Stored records

· · · · · · ·

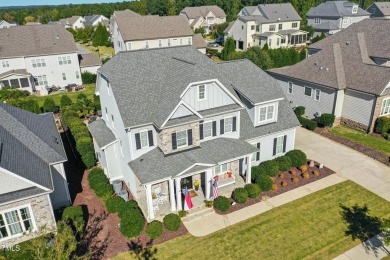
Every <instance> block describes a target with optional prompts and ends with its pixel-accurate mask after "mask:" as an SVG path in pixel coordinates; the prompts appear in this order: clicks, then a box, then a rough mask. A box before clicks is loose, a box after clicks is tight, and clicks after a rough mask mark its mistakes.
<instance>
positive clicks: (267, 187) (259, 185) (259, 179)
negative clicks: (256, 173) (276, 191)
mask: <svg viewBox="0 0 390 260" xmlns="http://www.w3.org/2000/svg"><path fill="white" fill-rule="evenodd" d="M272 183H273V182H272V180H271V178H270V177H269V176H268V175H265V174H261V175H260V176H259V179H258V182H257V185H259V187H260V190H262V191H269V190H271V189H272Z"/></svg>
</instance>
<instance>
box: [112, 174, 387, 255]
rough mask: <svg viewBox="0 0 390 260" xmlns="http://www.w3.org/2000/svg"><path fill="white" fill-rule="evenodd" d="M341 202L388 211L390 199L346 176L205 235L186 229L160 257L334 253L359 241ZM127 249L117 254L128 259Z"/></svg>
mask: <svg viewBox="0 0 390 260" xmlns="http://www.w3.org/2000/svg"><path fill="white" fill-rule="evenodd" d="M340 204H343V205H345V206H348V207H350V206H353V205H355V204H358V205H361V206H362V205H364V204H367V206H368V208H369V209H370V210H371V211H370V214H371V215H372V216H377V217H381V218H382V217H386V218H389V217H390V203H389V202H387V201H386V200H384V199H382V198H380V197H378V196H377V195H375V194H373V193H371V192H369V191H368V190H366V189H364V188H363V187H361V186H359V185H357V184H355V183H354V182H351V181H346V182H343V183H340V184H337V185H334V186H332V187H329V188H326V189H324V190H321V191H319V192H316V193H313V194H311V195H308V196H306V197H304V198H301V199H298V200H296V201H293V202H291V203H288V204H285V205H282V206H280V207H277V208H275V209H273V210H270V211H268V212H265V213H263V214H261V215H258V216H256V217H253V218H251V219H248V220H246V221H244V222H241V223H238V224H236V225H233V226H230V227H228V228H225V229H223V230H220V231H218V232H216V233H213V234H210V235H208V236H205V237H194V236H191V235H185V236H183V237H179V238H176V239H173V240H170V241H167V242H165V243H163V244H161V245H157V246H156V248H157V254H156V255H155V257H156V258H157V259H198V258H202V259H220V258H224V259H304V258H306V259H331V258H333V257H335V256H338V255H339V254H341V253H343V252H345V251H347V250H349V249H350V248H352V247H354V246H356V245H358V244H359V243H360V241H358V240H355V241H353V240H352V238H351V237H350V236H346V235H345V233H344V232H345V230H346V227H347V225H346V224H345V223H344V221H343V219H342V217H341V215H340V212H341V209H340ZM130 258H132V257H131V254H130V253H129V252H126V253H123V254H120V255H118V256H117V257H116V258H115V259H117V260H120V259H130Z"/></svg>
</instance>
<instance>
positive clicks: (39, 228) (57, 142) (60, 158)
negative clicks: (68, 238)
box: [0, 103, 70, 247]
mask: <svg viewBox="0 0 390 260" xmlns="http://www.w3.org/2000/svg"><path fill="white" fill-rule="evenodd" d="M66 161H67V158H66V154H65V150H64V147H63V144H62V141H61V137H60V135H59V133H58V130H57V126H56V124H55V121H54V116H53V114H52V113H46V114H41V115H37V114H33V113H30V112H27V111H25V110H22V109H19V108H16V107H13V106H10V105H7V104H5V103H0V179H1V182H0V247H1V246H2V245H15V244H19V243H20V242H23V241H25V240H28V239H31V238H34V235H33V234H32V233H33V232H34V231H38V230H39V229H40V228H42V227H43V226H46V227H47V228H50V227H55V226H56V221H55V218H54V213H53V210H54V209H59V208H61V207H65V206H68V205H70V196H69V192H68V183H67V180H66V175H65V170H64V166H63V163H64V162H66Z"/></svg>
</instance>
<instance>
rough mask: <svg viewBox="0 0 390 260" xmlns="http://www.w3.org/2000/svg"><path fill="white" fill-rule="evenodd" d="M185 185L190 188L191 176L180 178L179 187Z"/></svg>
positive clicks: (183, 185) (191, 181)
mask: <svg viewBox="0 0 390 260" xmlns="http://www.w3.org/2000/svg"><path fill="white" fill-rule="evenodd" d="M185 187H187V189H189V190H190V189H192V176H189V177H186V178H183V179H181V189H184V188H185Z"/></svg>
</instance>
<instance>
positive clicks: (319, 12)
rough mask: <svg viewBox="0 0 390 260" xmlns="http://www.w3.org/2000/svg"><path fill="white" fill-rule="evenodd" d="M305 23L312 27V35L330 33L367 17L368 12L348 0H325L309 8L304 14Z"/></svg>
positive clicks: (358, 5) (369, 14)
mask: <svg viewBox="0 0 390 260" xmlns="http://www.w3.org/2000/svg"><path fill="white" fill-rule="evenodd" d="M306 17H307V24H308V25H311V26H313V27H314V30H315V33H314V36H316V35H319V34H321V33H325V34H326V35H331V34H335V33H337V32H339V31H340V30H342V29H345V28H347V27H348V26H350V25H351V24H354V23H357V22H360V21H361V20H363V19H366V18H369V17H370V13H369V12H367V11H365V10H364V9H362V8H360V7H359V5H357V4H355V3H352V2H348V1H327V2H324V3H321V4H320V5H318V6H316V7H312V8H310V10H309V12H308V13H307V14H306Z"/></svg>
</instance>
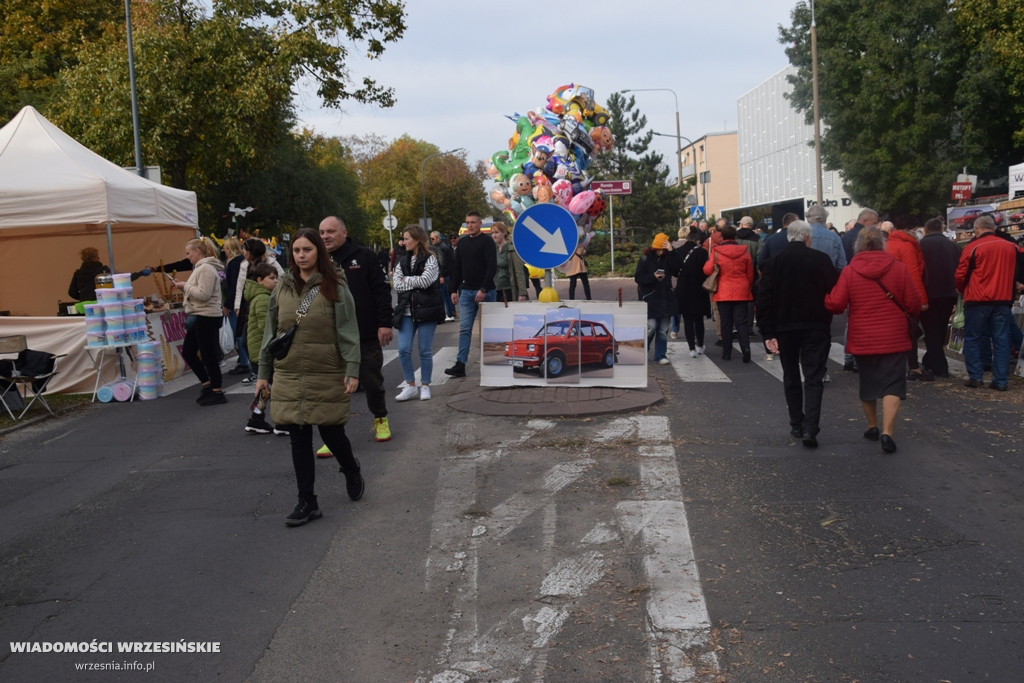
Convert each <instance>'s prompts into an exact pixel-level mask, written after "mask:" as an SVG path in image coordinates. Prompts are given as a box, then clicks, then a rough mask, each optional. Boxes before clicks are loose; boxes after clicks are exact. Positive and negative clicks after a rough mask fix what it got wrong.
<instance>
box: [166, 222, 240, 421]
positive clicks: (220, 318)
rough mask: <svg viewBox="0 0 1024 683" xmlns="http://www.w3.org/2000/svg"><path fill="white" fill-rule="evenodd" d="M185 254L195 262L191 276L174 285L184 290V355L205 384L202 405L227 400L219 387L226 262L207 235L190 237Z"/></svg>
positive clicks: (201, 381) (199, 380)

· · · · · · ·

■ **EXERCISE INSTRUCTIONS**: Write out all of the stored records again with every "rough mask" replaced by "coarse mask" and nothing else altered. Omit the pictures from your answer.

■ **ANSWER TO THE PROBLEM**:
Every <instance> block describes a target with optional prompts and ends with its pixel-accurate mask after "mask:" as an SVG path in pixel coordinates; the prompts appear in this order: clicks, then a box, then a coarse mask. A box before clicks is loose, a box after clicks is tight, and clicks after a coarse mask mark its mistakes.
<instance>
positive clicks: (267, 187) (259, 185) (259, 179)
negative clicks: (256, 173) (276, 191)
mask: <svg viewBox="0 0 390 260" xmlns="http://www.w3.org/2000/svg"><path fill="white" fill-rule="evenodd" d="M272 183H273V182H272V180H271V178H270V177H269V176H268V175H265V174H261V175H260V176H259V179H258V182H257V185H259V187H260V190H262V191H269V190H271V189H272Z"/></svg>
</instance>
<instance>
box: [112, 174, 387, 255]
coarse mask: <svg viewBox="0 0 390 260" xmlns="http://www.w3.org/2000/svg"><path fill="white" fill-rule="evenodd" d="M341 202L388 211L390 199L346 176L205 235L186 229L160 257L334 253L359 241ZM127 249L117 254L128 259Z"/></svg>
mask: <svg viewBox="0 0 390 260" xmlns="http://www.w3.org/2000/svg"><path fill="white" fill-rule="evenodd" d="M340 204H343V205H345V206H348V207H350V206H353V205H355V204H358V205H361V206H362V205H364V204H367V206H368V208H369V209H370V210H371V211H370V214H371V215H372V216H377V217H381V218H382V217H386V218H389V217H390V203H389V202H387V201H386V200H384V199H382V198H380V197H378V196H377V195H375V194H373V193H371V192H369V191H368V190H366V189H364V188H363V187H361V186H359V185H357V184H355V183H354V182H351V181H346V182H343V183H340V184H337V185H334V186H332V187H329V188H326V189H324V190H321V191H319V192H316V193H313V194H311V195H308V196H306V197H304V198H301V199H298V200H296V201H293V202H291V203H288V204H285V205H282V206H280V207H277V208H275V209H273V210H270V211H268V212H265V213H263V214H261V215H258V216H256V217H253V218H251V219H248V220H246V221H244V222H241V223H238V224H236V225H233V226H230V227H228V228H225V229H223V230H220V231H218V232H216V233H213V234H210V235H208V236H205V237H194V236H191V235H185V236H183V237H179V238H176V239H173V240H170V241H167V242H165V243H163V244H161V245H157V246H156V248H157V254H156V255H155V257H156V258H157V259H198V258H202V259H220V258H224V259H304V258H306V259H331V258H333V257H335V256H338V255H339V254H341V253H343V252H345V251H347V250H349V249H350V248H352V247H354V246H356V245H358V244H359V243H360V241H358V240H355V241H353V240H352V238H351V237H350V236H346V235H345V233H344V232H345V230H346V227H347V225H346V224H345V223H344V221H343V219H342V217H341V215H340V212H341V209H340ZM130 258H132V257H131V254H130V253H129V252H126V253H123V254H120V255H118V256H117V257H116V258H115V259H117V260H120V259H130Z"/></svg>
</instance>
<instance>
positive clicks: (39, 228) (57, 142) (60, 158)
negative clicks: (68, 238)
box: [0, 103, 70, 247]
mask: <svg viewBox="0 0 390 260" xmlns="http://www.w3.org/2000/svg"><path fill="white" fill-rule="evenodd" d="M66 161H67V158H66V154H65V150H64V147H63V144H62V141H61V137H60V135H59V133H58V130H57V126H56V124H55V121H54V116H53V114H52V113H46V114H41V115H37V114H33V113H30V112H27V111H25V110H22V109H19V108H16V107H13V106H10V105H7V104H5V103H0V179H1V182H0V247H1V246H2V245H15V244H19V243H20V242H23V241H25V240H28V239H31V238H34V235H33V234H32V233H33V232H34V231H38V230H39V229H40V228H42V227H43V226H46V227H47V228H50V227H55V226H56V221H55V218H54V213H53V210H54V209H59V208H61V207H65V206H68V205H70V196H69V192H68V183H67V180H66V175H65V170H64V166H63V163H64V162H66Z"/></svg>
</instance>
<instance>
coarse mask: <svg viewBox="0 0 390 260" xmlns="http://www.w3.org/2000/svg"><path fill="white" fill-rule="evenodd" d="M185 185L190 188L191 176L180 178L179 187Z"/></svg>
positive clicks: (183, 185) (191, 181)
mask: <svg viewBox="0 0 390 260" xmlns="http://www.w3.org/2000/svg"><path fill="white" fill-rule="evenodd" d="M185 187H187V189H189V190H190V189H192V176H189V177H186V178H183V179H181V189H184V188H185Z"/></svg>
</instance>
<instance>
positive clicks: (319, 12)
coarse mask: <svg viewBox="0 0 390 260" xmlns="http://www.w3.org/2000/svg"><path fill="white" fill-rule="evenodd" d="M305 23L312 27V35L330 33L367 17L368 12L348 0H325L309 8L304 14Z"/></svg>
positive clicks: (358, 5) (369, 14)
mask: <svg viewBox="0 0 390 260" xmlns="http://www.w3.org/2000/svg"><path fill="white" fill-rule="evenodd" d="M306 17H307V24H308V25H311V26H313V27H314V30H315V33H314V36H316V35H319V34H321V33H325V34H326V35H331V34H335V33H337V32H339V31H340V30H342V29H345V28H347V27H348V26H350V25H351V24H354V23H357V22H360V21H361V20H363V19H366V18H369V17H370V13H369V12H367V11H365V10H364V9H362V8H360V7H359V5H357V4H355V3H352V2H348V1H327V2H324V3H321V4H320V5H318V6H316V7H312V8H310V10H309V12H308V13H307V14H306Z"/></svg>
</instance>
Convert each <instance>'s prompts into an exact pixel-level mask, written after "mask:" as an SVG path in image coordinates. Prompts are given as a box, then clicks, then a coarse mask, each optional. Boxes before clicks are loose; boxes after clicks are exact. Positive and negative clicks after a coarse mask fix what it got wrong.
<instance>
box: [166, 222, 240, 421]
positive clicks: (220, 318)
coarse mask: <svg viewBox="0 0 1024 683" xmlns="http://www.w3.org/2000/svg"><path fill="white" fill-rule="evenodd" d="M185 254L195 262L191 276L174 285L184 290V355L205 384L202 405L227 400L219 387L226 262L207 235L190 237Z"/></svg>
positive clicks: (201, 381) (199, 380)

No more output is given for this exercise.